◆ **Directions for this task**:
In full and word for word, restate the lines of the listing.

START Information supplied

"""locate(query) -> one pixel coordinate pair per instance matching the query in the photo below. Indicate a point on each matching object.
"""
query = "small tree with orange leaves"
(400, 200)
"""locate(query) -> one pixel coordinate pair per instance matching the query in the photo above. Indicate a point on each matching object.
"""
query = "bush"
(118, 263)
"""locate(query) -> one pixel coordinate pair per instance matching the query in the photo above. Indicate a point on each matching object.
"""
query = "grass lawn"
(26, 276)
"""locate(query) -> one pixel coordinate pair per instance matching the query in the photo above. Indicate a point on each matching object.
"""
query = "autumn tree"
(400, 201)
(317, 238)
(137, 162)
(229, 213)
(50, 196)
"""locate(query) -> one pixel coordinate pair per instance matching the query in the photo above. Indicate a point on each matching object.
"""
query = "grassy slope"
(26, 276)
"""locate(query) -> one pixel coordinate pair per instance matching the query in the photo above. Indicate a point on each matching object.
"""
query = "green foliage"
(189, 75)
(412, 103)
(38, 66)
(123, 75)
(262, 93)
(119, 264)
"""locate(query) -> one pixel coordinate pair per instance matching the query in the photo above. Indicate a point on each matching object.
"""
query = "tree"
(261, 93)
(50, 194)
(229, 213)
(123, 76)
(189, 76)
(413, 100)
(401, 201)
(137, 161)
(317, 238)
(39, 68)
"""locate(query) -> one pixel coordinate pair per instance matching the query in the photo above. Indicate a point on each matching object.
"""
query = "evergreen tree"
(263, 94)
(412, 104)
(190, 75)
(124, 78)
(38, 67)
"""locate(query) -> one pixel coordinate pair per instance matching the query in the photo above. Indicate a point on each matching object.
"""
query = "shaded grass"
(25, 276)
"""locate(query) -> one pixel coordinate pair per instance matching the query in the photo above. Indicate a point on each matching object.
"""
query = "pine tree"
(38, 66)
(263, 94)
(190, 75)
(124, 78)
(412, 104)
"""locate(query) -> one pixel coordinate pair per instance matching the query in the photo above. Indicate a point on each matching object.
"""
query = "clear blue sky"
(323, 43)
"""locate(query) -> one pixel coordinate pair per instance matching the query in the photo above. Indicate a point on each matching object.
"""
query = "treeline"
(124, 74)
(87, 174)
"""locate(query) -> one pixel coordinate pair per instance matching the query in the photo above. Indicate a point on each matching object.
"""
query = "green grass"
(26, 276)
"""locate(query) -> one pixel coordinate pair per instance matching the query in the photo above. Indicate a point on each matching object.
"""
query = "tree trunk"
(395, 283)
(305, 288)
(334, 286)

END Information supplied

◆ **Answer section**:
"""locate(query) -> one pixel coordinate pair per instance matching the query in the photo below. Indicate a point on each matching object.
"""
query = "small tree with orange leaves"
(400, 200)
"""locate(query) -> one pixel coordinate pair per instance matching the query in the photo above. Indicate a point on each matching object.
"""
query = "bush"
(118, 263)
"""locate(query) -> one pixel coordinate pair per instance matching the query in the photo above. Indicate a point on each matching object.
"""
query = "grass lawn"
(26, 276)
"""locate(query) -> one pixel coordinate pair per instance matching the query in the photo above. Indicate a point on each matching object.
"""
query = "autumn tree"
(400, 201)
(317, 238)
(137, 162)
(229, 213)
(50, 196)
"""locate(query) -> one pixel coordinate pair per instance matching the query in the photo above. Indicate a point on each matching object.
"""
query = "grassy slope"
(26, 276)
"""locate(query) -> one pixel coordinate pair per instance matching the query in the photo above. Indicate a point on each matching object.
"""
query = "green foliage"
(189, 75)
(412, 103)
(38, 66)
(123, 75)
(262, 93)
(119, 264)
"""locate(query) -> one pixel coordinate pair per instance matching the query in the photo above. Indicate a point on each matching object.
"""
query = "tree"
(261, 93)
(50, 194)
(229, 213)
(123, 76)
(189, 76)
(413, 100)
(401, 201)
(137, 161)
(317, 238)
(39, 68)
"""locate(query) -> one pixel coordinate pair per instance matching the query in the photo above. Indicate a point on each matching object.
"""
query = "evergreen tree"
(263, 94)
(412, 104)
(190, 75)
(124, 78)
(38, 67)
"""locate(query) -> one pixel coordinate pair per instance matching the query in the photo above. Indicate a point on each matching object.
"""
query = "shaded grass"
(25, 276)
"""locate(query) -> one pixel coordinate pair per instance matching the query in the photo above. Indicate a point on each matching object.
"""
query = "pine tree"
(38, 66)
(263, 94)
(190, 75)
(124, 78)
(412, 104)
"""locate(query) -> one pixel coordinate pair per instance matching the query in the photo above. Indicate a point on each matching object.
"""
query = "clear blue sky"
(323, 43)
"""locate(query) -> one pixel coordinate pair per instance matching the query in the photo above. Indicate a point on each matching object.
"""
query = "treeline"
(124, 74)
(87, 174)
"""locate(query) -> one pixel coordinate pair per instance matching the query in the photo above. Indicate a point on each matching object.
"""
query = "green grass"
(26, 276)
"""locate(query) -> one pixel coordinate pair per instance matching the query in the photo above. Indicate a point on each matching object.
"""
query = "tree trunk"
(395, 283)
(305, 288)
(334, 286)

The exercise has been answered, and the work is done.